[START Text section]

Best Practices around Monitoring and Logging the Spinnaker Environment
Introduction
The following article explains the best practices surrounding monitoring and logging a Spinnaker Environment. It is meant to provide some general guidance and thoughts about how to monitor an environment. Monitoring the Spinnaker environment allows customers to be able to do better tracing about when an issue begins and when it has been resolved, and is highly recommended for all customers. Logging allows customers to refer back to information within microservice logs to look for patterns and changes.
Prerequisites
Administration access Enable Metrics through Armory Observability Plugin Enable Logging in Armory Enterprise
Instructions
Spinnaker Metrics
Observability within the Spinnaker Environment can be accomplished by leveraging the Observability Plugin. The Observability Plugin allows customers to pull from a series of metrics within Spinnaker to see the health of the environment while it is running. It is meant to provide data on the services running within Spinnaker.

[END Text section]
[START Supplied material]

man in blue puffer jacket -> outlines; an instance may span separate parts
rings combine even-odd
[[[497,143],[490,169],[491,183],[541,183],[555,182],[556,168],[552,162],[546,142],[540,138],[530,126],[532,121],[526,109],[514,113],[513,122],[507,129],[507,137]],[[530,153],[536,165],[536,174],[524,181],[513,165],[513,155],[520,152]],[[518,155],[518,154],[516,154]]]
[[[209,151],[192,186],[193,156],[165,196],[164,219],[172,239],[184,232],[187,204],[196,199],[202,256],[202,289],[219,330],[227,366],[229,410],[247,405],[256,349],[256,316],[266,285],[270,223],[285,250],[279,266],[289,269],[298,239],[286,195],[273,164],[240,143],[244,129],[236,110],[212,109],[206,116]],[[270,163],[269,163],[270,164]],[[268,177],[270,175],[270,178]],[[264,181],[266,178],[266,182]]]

[END Supplied material]

_Task instructions_:
a – Answer from the Spinnaker monitoring article:
(i) Which plugin do the prerequisites name for enabling metrics?
(ii) What does logging let customers refer back to?
(iii) What does the Observability Plugin let customers see while the environment is running?
b – Translate this sentence from the Spinnaker monitoring article into French: "It is meant to provide data on the services running within Spinnaker."
The listing comes from a different source than the text.

_Task answers_:
a –
(i) The Armory Observability Plugin.
(ii) Information within microservice logs, to look for patterns and changes.
(iii) The health of the environment.

b – Il est destiné à fournir des données sur les services qui s'exécutent dans Spinnaker.